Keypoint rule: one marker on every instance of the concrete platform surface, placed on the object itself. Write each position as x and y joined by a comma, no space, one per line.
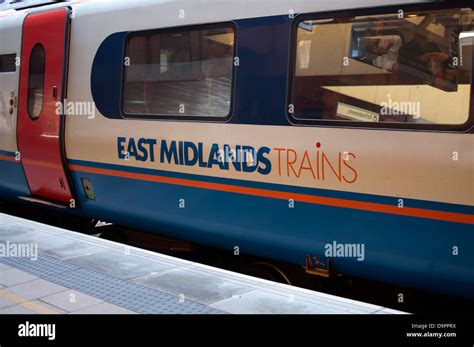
48,270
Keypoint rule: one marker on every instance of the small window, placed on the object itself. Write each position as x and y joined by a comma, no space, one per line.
7,62
384,69
36,81
183,73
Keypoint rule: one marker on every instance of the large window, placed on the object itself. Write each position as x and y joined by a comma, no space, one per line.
180,73
403,67
36,81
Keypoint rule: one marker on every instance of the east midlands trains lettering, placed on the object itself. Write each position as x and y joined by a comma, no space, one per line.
242,158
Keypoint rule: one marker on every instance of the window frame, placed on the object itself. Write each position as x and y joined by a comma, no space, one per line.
38,44
372,11
177,117
14,62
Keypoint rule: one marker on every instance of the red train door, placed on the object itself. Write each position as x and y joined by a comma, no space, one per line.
43,72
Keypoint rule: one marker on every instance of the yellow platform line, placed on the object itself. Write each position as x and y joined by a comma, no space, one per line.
33,306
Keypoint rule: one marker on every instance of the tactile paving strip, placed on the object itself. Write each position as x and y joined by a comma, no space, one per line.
116,291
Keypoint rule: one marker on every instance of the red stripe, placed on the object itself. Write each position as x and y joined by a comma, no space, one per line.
7,158
312,199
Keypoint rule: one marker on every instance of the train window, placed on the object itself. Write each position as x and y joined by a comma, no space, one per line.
36,81
179,73
411,69
7,62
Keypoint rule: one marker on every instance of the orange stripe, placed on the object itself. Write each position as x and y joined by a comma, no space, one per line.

What to produce ->
Omit the pictures and give the material again, exactly and in full.

Task result ->
Keypoint rule: one marker on every instance of the concrete platform surface, placed on the object itself. Write each position as x and y joined by a comma, no space, one per line.
48,270
Keypoint rule: one marker on every instance of the small window, placed on the object itself. Write each position as x and y joined by a comma, no space, one per line.
7,62
384,69
36,81
183,73
Keypoint rule: one marker on every instance of the large window, placed on the object itself. Write each position as x and y joined by a comma, no space, one per line.
180,73
403,67
36,81
Keypoint rule: one marker on every instance of the east midlands trains lettering, placed on the object itself. Write each position as x and y joined by a comma, no space, one per line.
242,158
Keypoint rule: one marker on every instance of the window frame, placed on the object itself. Write each position as x and y joined by a comma, no space, one per line.
38,44
372,11
177,117
14,62
Keypoint rule: one marker on every instance of the red train door, placed on the object itself. Write each position as x and y joined by a comma, no space, one per line.
43,72
Keypoint rule: one marker on every instance of the yellow platform line, placed on the object itself. Write each position as x and y joined by a comma, no space, one per line.
33,306
Keypoint rule: one marker on every instance of the tactile paving strip, placed on the object itself. Write each position as x and y joined by a comma, no space, one per line.
116,291
Keypoint rule: one marker on every instance of the red stripe, placed on the object itself. Write each position as x and y joined by a comma, no space, one per line.
7,158
312,199
Keypoint rule: one marker on every instance of the train window, placed on the object itself. Write each position as x and y joined by a comma, no space, one per line.
36,81
179,73
411,69
7,62
Keypoint rule: one marker on every instance of the orange stripe, placed on the object itself. Write each position as x and y joined by a comma, no space, one per line.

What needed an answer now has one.